■ Prompt: Extract every line of the entries below that contains the string "grass", and treat uppercase and lowercase letters as different.

▼▼▼

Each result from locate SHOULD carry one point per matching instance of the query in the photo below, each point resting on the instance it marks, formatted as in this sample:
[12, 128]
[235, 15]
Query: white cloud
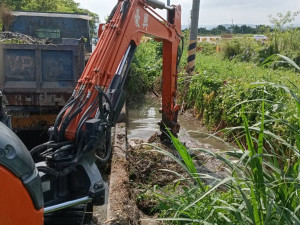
[214, 11]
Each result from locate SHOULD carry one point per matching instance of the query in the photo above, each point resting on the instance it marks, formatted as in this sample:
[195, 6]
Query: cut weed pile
[148, 170]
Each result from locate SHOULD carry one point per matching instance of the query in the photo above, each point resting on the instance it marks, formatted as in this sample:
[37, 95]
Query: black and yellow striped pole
[193, 37]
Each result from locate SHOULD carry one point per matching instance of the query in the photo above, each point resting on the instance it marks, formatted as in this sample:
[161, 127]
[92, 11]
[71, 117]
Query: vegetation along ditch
[247, 94]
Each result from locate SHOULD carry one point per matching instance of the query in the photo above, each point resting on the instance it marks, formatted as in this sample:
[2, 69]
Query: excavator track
[70, 216]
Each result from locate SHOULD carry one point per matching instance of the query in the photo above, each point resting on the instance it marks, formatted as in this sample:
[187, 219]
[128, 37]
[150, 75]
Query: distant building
[211, 39]
[260, 37]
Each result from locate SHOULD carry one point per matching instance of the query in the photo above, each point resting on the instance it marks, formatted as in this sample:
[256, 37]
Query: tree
[283, 19]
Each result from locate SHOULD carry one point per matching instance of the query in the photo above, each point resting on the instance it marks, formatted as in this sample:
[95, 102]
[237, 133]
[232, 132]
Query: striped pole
[191, 57]
[193, 37]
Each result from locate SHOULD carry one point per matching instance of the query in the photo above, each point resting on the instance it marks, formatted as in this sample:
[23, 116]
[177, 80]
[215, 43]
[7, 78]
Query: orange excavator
[53, 182]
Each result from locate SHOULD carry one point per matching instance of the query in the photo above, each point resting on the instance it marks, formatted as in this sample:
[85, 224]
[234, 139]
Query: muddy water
[142, 123]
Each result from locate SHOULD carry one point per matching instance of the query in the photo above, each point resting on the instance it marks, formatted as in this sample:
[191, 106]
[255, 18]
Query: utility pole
[193, 37]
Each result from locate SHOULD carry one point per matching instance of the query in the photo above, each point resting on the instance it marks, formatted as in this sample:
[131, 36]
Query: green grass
[262, 185]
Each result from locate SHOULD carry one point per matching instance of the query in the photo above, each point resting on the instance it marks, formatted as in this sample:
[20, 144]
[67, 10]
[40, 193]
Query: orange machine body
[15, 196]
[113, 42]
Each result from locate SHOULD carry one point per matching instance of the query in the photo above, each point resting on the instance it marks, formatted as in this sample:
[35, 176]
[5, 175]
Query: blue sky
[214, 12]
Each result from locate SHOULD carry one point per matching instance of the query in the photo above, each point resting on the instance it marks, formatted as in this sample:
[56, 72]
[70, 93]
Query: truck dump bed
[37, 80]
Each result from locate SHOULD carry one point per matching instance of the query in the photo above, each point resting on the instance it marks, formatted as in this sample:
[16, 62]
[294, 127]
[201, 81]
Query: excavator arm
[62, 173]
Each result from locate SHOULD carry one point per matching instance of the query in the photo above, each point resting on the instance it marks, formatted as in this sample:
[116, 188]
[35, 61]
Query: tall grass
[262, 185]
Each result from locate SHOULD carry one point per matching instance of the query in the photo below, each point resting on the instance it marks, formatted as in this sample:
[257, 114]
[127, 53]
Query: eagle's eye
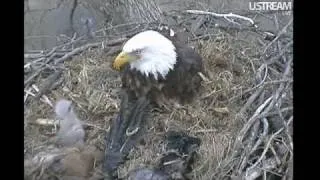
[138, 52]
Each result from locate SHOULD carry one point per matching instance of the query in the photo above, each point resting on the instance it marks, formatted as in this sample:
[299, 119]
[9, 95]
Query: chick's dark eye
[138, 51]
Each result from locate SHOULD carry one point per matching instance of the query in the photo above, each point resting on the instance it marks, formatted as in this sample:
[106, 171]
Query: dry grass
[93, 86]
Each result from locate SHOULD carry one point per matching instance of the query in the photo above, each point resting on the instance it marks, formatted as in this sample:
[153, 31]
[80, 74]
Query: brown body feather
[181, 83]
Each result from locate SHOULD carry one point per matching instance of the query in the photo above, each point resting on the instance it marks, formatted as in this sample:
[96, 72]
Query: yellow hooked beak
[122, 59]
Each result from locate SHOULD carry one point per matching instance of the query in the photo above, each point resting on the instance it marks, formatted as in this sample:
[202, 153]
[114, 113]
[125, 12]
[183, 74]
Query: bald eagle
[156, 64]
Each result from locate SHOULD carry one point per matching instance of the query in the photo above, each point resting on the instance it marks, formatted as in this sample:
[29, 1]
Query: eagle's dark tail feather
[125, 131]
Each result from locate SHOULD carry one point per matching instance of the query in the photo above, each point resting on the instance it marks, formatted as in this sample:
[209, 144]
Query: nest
[243, 113]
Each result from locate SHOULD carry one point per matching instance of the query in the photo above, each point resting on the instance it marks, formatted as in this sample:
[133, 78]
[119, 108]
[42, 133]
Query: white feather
[158, 54]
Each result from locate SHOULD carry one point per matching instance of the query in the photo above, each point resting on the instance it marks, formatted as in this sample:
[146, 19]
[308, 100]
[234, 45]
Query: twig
[33, 75]
[251, 121]
[263, 135]
[226, 16]
[76, 51]
[284, 30]
[281, 53]
[250, 100]
[265, 150]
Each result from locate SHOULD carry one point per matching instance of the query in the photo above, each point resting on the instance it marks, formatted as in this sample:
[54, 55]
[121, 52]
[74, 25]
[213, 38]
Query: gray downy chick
[71, 131]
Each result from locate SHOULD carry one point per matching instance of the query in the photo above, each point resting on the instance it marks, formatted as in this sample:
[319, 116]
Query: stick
[76, 51]
[284, 30]
[226, 16]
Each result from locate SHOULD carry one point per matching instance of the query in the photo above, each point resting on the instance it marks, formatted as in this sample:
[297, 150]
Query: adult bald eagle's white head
[156, 64]
[148, 52]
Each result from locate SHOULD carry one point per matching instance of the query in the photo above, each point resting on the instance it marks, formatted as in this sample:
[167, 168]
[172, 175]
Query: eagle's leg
[165, 103]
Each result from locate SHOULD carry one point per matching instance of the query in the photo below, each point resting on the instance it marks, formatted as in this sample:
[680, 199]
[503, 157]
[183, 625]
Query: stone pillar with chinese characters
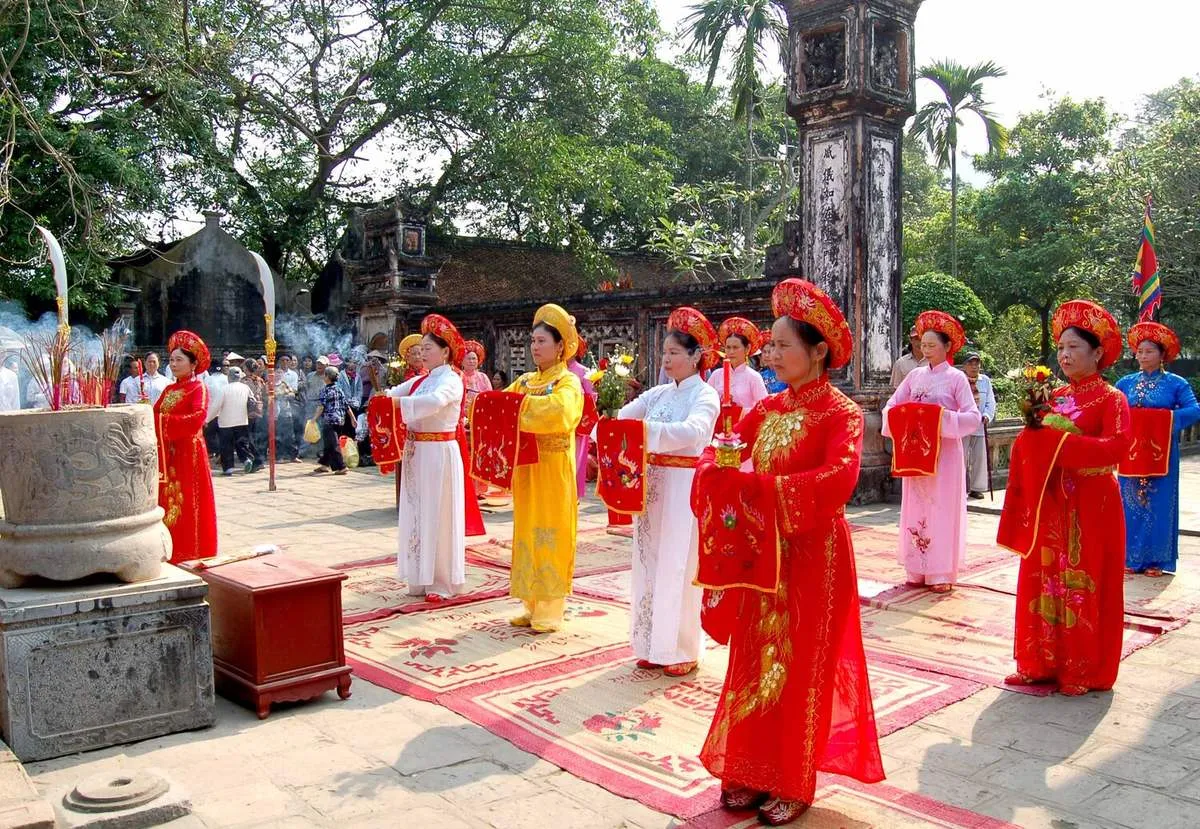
[851, 90]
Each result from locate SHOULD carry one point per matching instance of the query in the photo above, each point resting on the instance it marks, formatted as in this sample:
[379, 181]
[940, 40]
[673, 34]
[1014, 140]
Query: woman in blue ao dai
[1152, 504]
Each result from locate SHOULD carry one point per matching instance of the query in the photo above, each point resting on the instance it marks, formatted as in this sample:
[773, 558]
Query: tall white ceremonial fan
[60, 277]
[268, 280]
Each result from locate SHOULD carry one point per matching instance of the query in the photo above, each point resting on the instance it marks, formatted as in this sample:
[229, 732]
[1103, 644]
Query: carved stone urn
[81, 496]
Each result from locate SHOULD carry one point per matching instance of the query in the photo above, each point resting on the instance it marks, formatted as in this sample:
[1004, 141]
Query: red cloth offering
[917, 439]
[738, 534]
[1031, 463]
[496, 440]
[621, 450]
[1150, 455]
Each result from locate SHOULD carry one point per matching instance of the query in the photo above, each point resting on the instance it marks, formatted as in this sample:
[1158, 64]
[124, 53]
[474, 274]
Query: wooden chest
[276, 631]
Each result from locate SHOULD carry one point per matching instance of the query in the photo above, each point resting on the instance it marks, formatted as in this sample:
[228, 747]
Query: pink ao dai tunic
[934, 511]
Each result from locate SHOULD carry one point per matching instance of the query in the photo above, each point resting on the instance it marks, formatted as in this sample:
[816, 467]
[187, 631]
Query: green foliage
[1038, 220]
[941, 292]
[91, 106]
[939, 121]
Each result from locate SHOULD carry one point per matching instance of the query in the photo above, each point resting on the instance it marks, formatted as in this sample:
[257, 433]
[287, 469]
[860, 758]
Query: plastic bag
[311, 432]
[349, 451]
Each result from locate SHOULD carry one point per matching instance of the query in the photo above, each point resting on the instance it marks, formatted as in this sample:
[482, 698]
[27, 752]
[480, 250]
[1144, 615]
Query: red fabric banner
[916, 438]
[495, 437]
[1150, 454]
[621, 451]
[738, 534]
[1031, 463]
[589, 419]
[387, 432]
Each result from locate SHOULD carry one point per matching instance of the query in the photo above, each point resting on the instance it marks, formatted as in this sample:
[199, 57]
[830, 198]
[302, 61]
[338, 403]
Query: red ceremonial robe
[185, 480]
[1071, 588]
[796, 697]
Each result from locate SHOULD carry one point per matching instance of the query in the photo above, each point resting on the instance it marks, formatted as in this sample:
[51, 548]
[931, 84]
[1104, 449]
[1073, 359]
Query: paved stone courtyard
[1128, 758]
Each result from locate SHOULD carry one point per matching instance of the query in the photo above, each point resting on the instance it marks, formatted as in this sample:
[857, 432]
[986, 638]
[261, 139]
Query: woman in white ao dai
[679, 418]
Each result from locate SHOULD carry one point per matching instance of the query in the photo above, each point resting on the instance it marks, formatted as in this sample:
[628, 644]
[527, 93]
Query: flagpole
[268, 280]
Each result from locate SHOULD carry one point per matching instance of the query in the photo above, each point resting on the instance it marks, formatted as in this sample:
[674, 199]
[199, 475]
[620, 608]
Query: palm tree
[755, 23]
[939, 124]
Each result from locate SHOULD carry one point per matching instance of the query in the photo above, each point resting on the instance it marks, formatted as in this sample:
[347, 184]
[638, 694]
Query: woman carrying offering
[934, 508]
[185, 480]
[1062, 515]
[739, 338]
[796, 698]
[1152, 502]
[545, 504]
[679, 418]
[432, 524]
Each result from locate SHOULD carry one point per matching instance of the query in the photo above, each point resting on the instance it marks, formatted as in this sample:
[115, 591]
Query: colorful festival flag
[1146, 284]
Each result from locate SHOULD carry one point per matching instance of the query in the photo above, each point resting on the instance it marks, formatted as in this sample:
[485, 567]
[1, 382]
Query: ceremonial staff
[987, 454]
[264, 275]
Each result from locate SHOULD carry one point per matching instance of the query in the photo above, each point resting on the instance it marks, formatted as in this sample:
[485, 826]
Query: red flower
[600, 722]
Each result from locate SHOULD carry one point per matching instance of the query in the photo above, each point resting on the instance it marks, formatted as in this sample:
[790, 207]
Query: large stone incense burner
[81, 496]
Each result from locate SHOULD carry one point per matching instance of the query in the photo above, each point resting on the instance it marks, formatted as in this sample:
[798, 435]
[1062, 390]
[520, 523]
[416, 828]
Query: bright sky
[1081, 48]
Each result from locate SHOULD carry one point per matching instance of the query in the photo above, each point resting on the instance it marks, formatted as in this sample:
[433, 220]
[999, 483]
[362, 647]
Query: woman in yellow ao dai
[545, 503]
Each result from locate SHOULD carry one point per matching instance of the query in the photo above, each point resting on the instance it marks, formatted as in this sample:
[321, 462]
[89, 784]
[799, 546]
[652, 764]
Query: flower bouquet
[396, 370]
[613, 377]
[1038, 390]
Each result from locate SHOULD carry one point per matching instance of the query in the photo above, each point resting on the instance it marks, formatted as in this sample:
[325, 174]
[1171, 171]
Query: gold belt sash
[421, 437]
[559, 442]
[672, 461]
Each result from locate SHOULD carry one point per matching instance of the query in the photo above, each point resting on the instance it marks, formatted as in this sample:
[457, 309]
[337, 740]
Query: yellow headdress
[556, 317]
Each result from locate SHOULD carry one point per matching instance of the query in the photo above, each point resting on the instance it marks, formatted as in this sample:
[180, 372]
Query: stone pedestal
[81, 496]
[87, 666]
[851, 90]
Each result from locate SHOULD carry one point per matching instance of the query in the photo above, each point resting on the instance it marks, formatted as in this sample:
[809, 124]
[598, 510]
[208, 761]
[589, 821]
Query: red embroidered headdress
[477, 348]
[407, 343]
[741, 326]
[1090, 317]
[1156, 332]
[442, 328]
[802, 300]
[191, 342]
[696, 325]
[942, 323]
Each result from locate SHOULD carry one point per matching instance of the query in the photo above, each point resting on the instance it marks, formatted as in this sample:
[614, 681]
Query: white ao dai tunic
[666, 605]
[432, 550]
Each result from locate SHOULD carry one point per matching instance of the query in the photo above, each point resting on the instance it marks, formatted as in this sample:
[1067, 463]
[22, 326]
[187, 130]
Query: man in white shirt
[147, 388]
[907, 361]
[233, 421]
[10, 385]
[976, 445]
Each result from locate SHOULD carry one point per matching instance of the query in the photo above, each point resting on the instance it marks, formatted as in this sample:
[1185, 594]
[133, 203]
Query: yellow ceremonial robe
[545, 503]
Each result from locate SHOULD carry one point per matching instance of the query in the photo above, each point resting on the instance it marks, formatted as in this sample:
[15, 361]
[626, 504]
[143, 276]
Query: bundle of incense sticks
[47, 359]
[112, 343]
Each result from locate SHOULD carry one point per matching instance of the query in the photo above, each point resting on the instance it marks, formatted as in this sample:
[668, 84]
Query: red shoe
[738, 799]
[775, 812]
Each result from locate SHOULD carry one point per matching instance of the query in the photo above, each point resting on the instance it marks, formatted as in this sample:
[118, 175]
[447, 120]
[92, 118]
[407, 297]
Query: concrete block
[121, 800]
[89, 666]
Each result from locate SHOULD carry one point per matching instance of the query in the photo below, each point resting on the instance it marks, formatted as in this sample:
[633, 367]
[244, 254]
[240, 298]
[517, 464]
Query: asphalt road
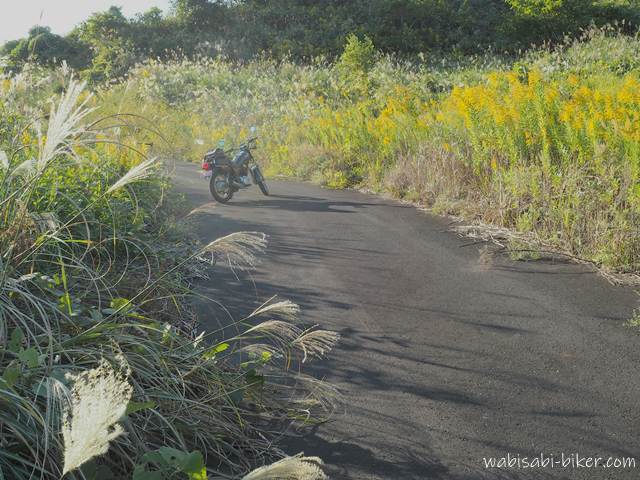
[445, 359]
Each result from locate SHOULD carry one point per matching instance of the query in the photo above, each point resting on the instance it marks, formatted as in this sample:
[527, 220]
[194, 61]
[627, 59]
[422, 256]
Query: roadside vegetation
[102, 371]
[545, 144]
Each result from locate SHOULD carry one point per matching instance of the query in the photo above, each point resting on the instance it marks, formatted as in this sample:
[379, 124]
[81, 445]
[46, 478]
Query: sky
[18, 16]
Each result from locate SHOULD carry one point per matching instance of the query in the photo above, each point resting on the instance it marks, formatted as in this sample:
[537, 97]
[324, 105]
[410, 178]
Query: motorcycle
[228, 175]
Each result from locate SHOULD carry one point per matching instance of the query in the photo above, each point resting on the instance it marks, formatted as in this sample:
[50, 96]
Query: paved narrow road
[444, 359]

▲▲▲

■ Task result:
Query: green grass
Query: tall grass
Query: dry grass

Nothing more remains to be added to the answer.